- [What the task requires] Print the records below word for word, leaving out the pictures.

:::

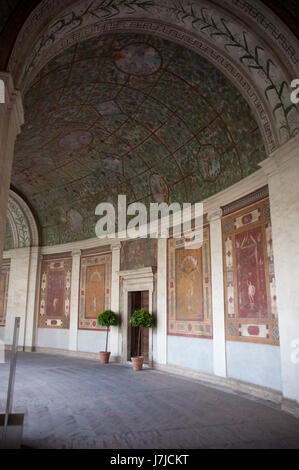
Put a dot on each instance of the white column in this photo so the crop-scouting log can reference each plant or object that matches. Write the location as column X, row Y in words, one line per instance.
column 114, row 346
column 33, row 289
column 219, row 349
column 11, row 118
column 161, row 327
column 74, row 310
column 17, row 293
column 282, row 170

:::

- [Reply]
Put a dot on each instance of the white column in this photo so the crop-scouting log can reference each plant or object that matches. Write the location as column X, row Y in words, one line per instance.
column 114, row 346
column 33, row 289
column 219, row 349
column 11, row 118
column 161, row 327
column 74, row 310
column 17, row 293
column 282, row 170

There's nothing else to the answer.